» Exercise goal
Nothing in the records should change; write them all out exactly.
BEGIN
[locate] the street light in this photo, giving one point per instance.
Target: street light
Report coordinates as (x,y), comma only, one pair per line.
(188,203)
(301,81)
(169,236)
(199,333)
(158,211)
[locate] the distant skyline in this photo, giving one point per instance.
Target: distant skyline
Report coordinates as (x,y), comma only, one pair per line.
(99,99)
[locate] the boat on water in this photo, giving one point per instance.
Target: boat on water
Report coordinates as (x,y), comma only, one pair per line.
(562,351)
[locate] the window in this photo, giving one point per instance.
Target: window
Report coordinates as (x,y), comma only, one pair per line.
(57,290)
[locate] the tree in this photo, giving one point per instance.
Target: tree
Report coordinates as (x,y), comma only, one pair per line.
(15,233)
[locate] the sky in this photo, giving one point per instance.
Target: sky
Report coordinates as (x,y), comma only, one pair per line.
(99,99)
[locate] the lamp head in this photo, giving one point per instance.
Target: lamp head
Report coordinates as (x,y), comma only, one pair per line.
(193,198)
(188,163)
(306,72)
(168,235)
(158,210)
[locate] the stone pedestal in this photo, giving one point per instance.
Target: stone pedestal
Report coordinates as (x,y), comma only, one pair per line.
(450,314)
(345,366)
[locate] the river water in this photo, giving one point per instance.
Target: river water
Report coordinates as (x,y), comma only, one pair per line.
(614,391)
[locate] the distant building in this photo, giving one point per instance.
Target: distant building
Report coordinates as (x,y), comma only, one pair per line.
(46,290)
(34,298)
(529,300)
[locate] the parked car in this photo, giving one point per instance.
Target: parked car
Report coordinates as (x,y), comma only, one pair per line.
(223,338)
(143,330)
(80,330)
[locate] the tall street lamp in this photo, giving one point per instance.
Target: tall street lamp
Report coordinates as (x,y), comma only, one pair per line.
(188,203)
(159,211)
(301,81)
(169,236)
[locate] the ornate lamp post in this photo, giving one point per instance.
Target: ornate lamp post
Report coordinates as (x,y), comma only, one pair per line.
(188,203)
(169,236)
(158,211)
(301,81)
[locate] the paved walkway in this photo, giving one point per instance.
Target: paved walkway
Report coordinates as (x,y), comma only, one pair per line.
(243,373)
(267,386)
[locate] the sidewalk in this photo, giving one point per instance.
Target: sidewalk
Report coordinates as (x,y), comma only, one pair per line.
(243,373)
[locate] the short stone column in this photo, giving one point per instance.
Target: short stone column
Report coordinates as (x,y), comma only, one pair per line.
END
» Answer area
[locate] the street light in this photo, giving one point per instance.
Target: street light
Report coordinates as (x,y), comma only, one pair per line.
(188,203)
(301,81)
(169,236)
(199,333)
(158,211)
[locate] the distant skyline in this photo, giving one point per instance.
Target: distant skyline
Report coordinates as (x,y), comma only, one pair per line.
(99,99)
[locate] the boat on water in this photo, giving one point per instance.
Target: boat on water
Report coordinates as (x,y), comma only, one pair per line.
(562,351)
[locate] the window in this photo, giving one point per instance.
Target: window
Report coordinates as (x,y), comma only, one pair per line.
(57,290)
[locate] the tree in this photo, giving one point per instance.
Target: tree
Report coordinates as (x,y), comma only, one pair per line.
(15,233)
[locate] the sky in this photo, giving one point per instance.
Target: sky
Report coordinates as (x,y), comma only, one pair per line.
(99,99)
[locate] the lamp head in this photo, giving one point per instance.
Target: lamp head
Report coordinates as (x,y), comma only, one pair per line.
(193,198)
(188,163)
(306,72)
(168,235)
(158,210)
[locate] the stone pedestal in this photo, giving one point per instance.
Target: stone pedestal
Report coordinates as (x,y), comma only, one pair per line.
(450,314)
(345,366)
[locate] the river water in this photo, giving one point per instance.
Target: river water
Report coordinates as (x,y), comma only, one pair per line.
(614,391)
[locate] the distant building in this photo, giving one point per instance.
Target: distant building
Report coordinates as (x,y), comma only, one pair per line.
(46,290)
(34,298)
(529,300)
[locate] the parked car in this photo, giving one point per instance.
Target: parked car
Report coordinates as (x,y), comma only, one pair per line.
(223,338)
(143,330)
(80,330)
[locate] the tall street lamp in this photo, giving one point per instance.
Target: tall street lamp
Report coordinates as (x,y), comma only, one pair per line.
(188,203)
(159,211)
(301,81)
(169,236)
[locate] the ornate lamp post in this photo, giving one point per instance.
Target: ornate lamp post
Report coordinates as (x,y), comma only, one pair per line.
(188,203)
(169,236)
(158,211)
(301,81)
[locate] the paved walkway in this photo, giving one point per instance.
Target: paved walkway
Report coordinates as (x,y), comma only, one pair per line.
(243,373)
(267,386)
[locate] the sidewalk in this photo, giving one point per instance.
Target: sidewalk
Report coordinates as (x,y), comma only, one pair per line.
(243,373)
[locate] the short stone column in this photo, giving one point per instance.
Target: short stone column
Report coordinates as (x,y), comma only, one pair per line.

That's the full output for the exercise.